[EXTRAIT DU DOCUMENT]:
+--

Elections américaines : les (douze) travaux de Donald Trump
Elections américaines : les (douze) travaux de Donald Trump
Le Monde.fr avec AFP et Reuters
Donald Trump, qui talonne quand il ne dépasse pas Hillary Clinton dans les sondages, se sent pousser des ailes alors que la démocrate n’en a pas fini avec les primaires.
Pour sa campagne, Donald Trump compte s’adresser aux hommes blancs et peu diplomés dans les zones industrielles sinistrées. | ANDREW CABALLERO-REYNOLDS / AFP
L’affiche de la campagne présidentielle américaine est connue et une question se pose : Donald Trump peut-il gagner face à Hillary Clinton et devenir le 45e président des Etats-Unis ?
Une série de sondages nationaux a donné l’impression d’un resserrement de l’écart au profit du candidat républicain.
- 18 Etats démocrates
Le magnat de l’immobilier entre dans la course avec un désavantage certain. Depuis l’élection de Bill Clinton, en 1992, 18 Etats ont voté constamment démocrate : la Californie (55 grands électeurs au collège électoral), le Connecticut (7), le Delaware (3), le District of Columbia (3) – D.C. ne fait pas partie des 50 Etats de l’Union –, Hawaï (4), l’Illinois (20), le Maine (4), le Maryland (10), le Massachusetts (11), le Michigan (16), le Minnesota (10), le New Jersey (14), New York (29), l’Oregon (7), la Pennsylvanie (20), Rhode Island (4), le Vermont (3), l’Etat de Washington (12) et le Wisconsin (10). Ces Etats représentent 242 des 270 votes du collège électoral nécessaires pour être élu président.
- 12 Etats républicains
Sur la base des élections depuis 1992, le candidat républicain part à la bataille avec un butin plus maigre. Seuls l’Alabama (9 grands électeurs au collège électoral), l’Alaska (3), le Kansas (6), l’Idaho (4), le Mississippi (6), le Nebraska (5), le Dakota du Nord (3), l’Oklahoma (7), la Caroline du Sud (9), le Dakota du Sud (3), le Texas (38), l’Utah (6) et le Wyoming (3) ont voté constamment républicain depuis 1992. Ils ne représentent que 102 votes du collège électoral.
En novembre 2015, le commentateur politique George Will expliquait sur Fox News que si le ou la candidate démocrate parvenait à conserver les 18 Etats « démocrates » dans le camp « démocrate », il ne lui manquerait que 28 voix au collège électoral, ce qui est tout à fait jouable.
- Les Latinos « remontés » contre Trump
Dans nombre d’Etats charnières, ceux qu’on appelle les swing states, la tâche du candidat républicain ne sera pas aisée, constate le New York Times.
En Floride (mais cela est vrai dans des Etats comme le Colorado ou le Nevada), les propos de Donald Trump à l’égard du clan Bush (que l’électorat cubain a toujours soutenu), de Marco Rubio, du rapprochement avec Cuba mais surtout vis-à-vis de l’immigration hispanique, ont laissé des traces. Tomás Regalado, le maire de Miami, Carlos A. Giménez, le maire du comté de Miami-Dade, Ileana Ros-Lehtinen et Carlos Curbelo, deux élus républicains du Congrès, ont dit qu’ils ne soutiendraient pas Trump.

+--

(Extraits d'un jeu de données sur le pointage d'objets)
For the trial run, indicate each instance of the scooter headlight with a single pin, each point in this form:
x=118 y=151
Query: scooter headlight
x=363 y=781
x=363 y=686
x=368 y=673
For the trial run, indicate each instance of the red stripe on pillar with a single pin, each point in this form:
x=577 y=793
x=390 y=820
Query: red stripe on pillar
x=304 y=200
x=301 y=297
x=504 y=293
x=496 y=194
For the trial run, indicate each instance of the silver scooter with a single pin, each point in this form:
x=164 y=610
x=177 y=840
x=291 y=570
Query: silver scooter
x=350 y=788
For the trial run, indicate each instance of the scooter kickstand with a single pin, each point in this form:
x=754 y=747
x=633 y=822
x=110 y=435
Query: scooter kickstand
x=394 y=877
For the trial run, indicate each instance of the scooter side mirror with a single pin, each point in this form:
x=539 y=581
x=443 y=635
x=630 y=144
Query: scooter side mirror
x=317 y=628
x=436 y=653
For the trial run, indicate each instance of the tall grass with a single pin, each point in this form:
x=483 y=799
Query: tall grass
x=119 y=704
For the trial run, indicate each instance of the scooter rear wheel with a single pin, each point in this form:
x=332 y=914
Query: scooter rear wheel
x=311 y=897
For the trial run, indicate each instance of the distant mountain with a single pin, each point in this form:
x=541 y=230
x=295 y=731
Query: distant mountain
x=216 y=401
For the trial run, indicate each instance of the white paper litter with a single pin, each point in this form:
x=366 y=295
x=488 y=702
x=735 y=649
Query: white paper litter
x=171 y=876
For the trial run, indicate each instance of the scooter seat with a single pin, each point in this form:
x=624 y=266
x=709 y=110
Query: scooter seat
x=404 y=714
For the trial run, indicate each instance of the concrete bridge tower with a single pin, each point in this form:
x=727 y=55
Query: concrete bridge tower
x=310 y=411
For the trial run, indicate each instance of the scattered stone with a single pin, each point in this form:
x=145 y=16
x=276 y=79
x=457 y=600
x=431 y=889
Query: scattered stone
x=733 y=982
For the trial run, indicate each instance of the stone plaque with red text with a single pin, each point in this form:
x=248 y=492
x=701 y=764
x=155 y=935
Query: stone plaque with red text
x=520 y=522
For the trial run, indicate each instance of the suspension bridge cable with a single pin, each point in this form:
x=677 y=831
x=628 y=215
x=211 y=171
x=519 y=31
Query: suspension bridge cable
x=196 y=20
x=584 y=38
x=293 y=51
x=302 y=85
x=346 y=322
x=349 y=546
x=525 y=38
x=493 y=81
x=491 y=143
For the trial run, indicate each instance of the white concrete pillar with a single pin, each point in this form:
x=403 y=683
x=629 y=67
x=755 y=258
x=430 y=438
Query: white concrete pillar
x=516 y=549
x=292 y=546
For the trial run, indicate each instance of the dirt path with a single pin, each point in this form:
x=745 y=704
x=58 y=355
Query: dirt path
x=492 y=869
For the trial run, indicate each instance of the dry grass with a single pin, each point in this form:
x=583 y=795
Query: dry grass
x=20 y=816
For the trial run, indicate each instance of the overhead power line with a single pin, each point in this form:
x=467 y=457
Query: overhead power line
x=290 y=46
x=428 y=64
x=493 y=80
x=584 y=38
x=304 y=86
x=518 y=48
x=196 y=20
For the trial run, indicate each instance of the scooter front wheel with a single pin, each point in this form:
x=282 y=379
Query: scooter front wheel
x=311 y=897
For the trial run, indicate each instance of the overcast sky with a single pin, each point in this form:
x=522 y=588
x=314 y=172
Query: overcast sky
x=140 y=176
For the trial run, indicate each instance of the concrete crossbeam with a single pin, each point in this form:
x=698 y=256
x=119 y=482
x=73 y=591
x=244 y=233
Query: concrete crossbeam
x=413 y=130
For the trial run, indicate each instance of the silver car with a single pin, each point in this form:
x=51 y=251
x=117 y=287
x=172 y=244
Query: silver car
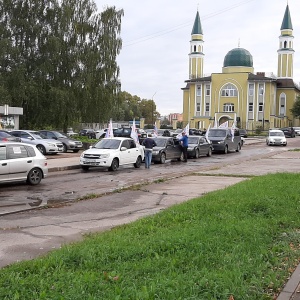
x=22 y=162
x=46 y=146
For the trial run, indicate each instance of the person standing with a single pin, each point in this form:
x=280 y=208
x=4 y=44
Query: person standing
x=149 y=143
x=184 y=144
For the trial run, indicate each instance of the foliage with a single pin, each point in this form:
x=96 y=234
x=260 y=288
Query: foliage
x=219 y=246
x=58 y=61
x=296 y=108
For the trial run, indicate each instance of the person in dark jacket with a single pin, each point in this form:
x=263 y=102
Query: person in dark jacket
x=184 y=144
x=149 y=143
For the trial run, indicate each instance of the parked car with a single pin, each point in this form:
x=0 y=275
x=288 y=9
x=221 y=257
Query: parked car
x=243 y=133
x=276 y=137
x=68 y=143
x=112 y=153
x=5 y=136
x=46 y=146
x=288 y=131
x=222 y=140
x=90 y=133
x=22 y=162
x=199 y=146
x=167 y=148
x=297 y=130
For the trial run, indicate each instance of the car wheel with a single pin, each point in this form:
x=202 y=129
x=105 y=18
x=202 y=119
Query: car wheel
x=226 y=149
x=114 y=165
x=209 y=152
x=138 y=162
x=34 y=176
x=163 y=158
x=42 y=149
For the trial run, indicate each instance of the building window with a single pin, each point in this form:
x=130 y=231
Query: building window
x=207 y=92
x=198 y=90
x=251 y=89
x=250 y=106
x=228 y=107
x=229 y=91
x=206 y=106
x=282 y=104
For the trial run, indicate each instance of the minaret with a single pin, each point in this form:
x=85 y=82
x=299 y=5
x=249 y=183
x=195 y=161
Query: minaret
x=196 y=55
x=286 y=51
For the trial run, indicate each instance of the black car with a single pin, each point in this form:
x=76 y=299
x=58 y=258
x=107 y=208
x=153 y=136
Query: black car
x=243 y=133
x=5 y=136
x=68 y=143
x=90 y=133
x=167 y=148
x=199 y=146
x=288 y=131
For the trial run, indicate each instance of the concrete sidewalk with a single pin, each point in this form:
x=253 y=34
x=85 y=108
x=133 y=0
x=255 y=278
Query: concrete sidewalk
x=34 y=233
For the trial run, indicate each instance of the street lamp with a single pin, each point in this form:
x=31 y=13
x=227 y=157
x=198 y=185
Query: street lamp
x=153 y=110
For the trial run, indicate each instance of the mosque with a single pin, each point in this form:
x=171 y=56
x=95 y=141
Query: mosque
x=239 y=95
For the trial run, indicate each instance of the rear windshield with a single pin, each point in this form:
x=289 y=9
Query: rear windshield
x=216 y=133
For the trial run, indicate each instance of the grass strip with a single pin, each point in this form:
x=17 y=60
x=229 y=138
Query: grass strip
x=242 y=242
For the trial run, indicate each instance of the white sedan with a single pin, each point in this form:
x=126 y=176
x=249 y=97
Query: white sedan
x=112 y=153
x=22 y=162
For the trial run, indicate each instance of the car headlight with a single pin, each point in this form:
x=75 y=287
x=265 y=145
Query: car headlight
x=51 y=144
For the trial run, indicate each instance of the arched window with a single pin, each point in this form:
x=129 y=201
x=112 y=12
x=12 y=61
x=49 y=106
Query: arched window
x=228 y=107
x=229 y=90
x=282 y=104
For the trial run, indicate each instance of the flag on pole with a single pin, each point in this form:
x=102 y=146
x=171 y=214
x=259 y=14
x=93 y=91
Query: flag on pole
x=133 y=133
x=186 y=130
x=109 y=131
x=155 y=133
x=206 y=133
x=233 y=127
x=224 y=125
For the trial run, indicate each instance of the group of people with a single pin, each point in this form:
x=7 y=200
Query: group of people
x=149 y=143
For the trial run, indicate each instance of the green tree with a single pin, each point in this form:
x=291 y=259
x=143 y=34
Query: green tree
x=58 y=60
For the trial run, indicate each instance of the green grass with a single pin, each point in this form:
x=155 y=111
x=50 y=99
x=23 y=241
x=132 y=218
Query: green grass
x=241 y=241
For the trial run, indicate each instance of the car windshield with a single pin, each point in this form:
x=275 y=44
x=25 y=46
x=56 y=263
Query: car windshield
x=276 y=134
x=108 y=144
x=60 y=135
x=217 y=133
x=193 y=140
x=38 y=135
x=160 y=142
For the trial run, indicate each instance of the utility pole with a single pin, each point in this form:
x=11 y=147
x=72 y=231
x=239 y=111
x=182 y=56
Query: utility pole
x=153 y=110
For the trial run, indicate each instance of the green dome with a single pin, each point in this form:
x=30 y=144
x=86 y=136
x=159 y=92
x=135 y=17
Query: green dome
x=238 y=57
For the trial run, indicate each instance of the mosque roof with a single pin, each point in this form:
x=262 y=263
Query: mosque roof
x=238 y=57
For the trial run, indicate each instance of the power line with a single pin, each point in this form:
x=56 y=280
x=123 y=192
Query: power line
x=166 y=31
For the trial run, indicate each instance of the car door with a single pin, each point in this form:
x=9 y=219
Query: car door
x=19 y=162
x=203 y=146
x=4 y=164
x=125 y=155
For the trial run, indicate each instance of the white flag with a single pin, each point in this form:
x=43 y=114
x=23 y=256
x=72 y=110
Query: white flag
x=109 y=132
x=224 y=125
x=133 y=133
x=206 y=133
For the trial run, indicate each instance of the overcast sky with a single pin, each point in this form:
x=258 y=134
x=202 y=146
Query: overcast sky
x=156 y=39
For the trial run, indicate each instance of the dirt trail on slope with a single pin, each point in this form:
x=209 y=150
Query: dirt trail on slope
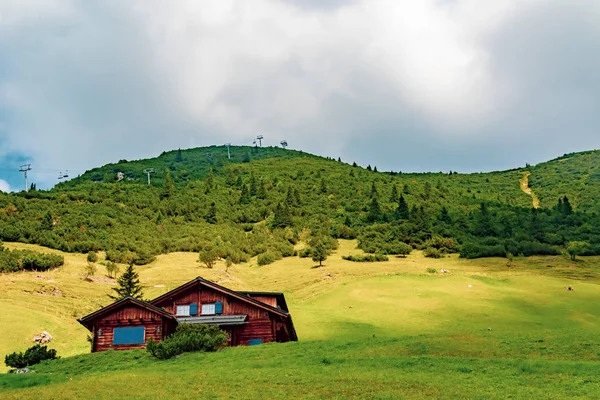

+--

[CONSIGNE 1]:
D'après l'article, combien de votes du collège électoral représentent les États ayant voté constamment républicain depuis 1992 ?
[CONSIGNE 2]:
Reproduisez fidèlement le passage de l'article qui commence aux mots « - Les Latinos » et s'achève après les mots « New York Times. ».
Ces données sont sans rapport avec l'article.

[RÉPONSE RÉDIGÉE 1]:
Ils représentent 102 votes du collège électoral.

[RÉPONSE RÉDIGÉE 2]:
- Les Latinos « remontés » contre Trump
Dans nombre d’Etats charnières, ceux qu’on appelle les swing states, la tâche du candidat républicain ne sera pas aisée, constate le New York Times.